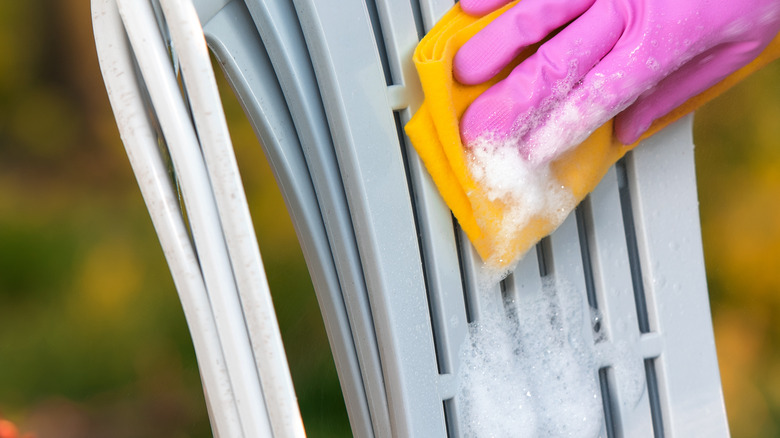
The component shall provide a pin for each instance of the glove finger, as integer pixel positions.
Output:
(696, 76)
(538, 83)
(481, 7)
(495, 46)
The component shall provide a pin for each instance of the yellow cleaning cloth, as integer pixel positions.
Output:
(434, 133)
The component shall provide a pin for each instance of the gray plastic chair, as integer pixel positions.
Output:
(328, 86)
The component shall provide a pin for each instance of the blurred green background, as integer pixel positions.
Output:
(93, 342)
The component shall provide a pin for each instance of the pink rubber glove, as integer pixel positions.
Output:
(637, 59)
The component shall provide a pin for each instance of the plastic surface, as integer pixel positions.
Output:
(396, 277)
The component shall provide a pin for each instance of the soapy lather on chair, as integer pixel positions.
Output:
(527, 107)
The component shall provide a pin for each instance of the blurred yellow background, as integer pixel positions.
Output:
(93, 342)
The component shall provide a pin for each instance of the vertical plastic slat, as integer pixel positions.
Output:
(612, 278)
(280, 29)
(440, 253)
(662, 179)
(232, 36)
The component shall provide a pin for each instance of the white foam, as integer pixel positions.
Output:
(529, 370)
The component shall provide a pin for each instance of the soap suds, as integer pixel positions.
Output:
(528, 369)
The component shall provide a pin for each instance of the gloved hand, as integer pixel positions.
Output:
(637, 59)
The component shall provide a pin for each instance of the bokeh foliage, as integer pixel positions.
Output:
(93, 342)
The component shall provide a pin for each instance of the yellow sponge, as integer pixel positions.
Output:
(434, 133)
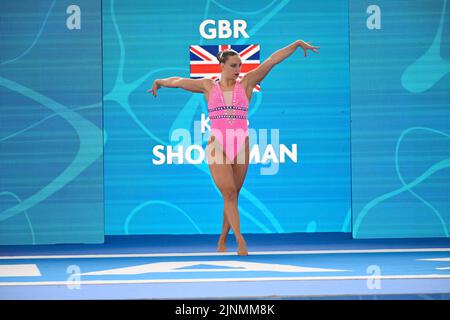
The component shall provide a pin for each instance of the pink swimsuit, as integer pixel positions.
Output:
(229, 123)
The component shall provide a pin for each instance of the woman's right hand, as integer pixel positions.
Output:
(155, 87)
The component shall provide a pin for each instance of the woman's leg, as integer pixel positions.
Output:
(239, 173)
(223, 177)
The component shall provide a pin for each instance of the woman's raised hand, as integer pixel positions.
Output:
(307, 46)
(154, 88)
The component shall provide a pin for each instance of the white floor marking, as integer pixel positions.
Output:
(19, 270)
(106, 282)
(208, 254)
(175, 267)
(435, 259)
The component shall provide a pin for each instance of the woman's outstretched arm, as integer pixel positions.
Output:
(257, 75)
(192, 85)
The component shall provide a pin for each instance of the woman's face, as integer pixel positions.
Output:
(232, 67)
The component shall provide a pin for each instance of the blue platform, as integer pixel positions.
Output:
(279, 266)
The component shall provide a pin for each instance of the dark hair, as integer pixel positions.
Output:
===============
## Aim of the exercise:
Each line above with the string "background" in it should be located and copied.

## Result of this task:
The component shall provide a pin for each instance of the blurred green background, as integer pixel positions.
The component shall provide a pin for each instance of the blurred yellow background, as integer pixel positions.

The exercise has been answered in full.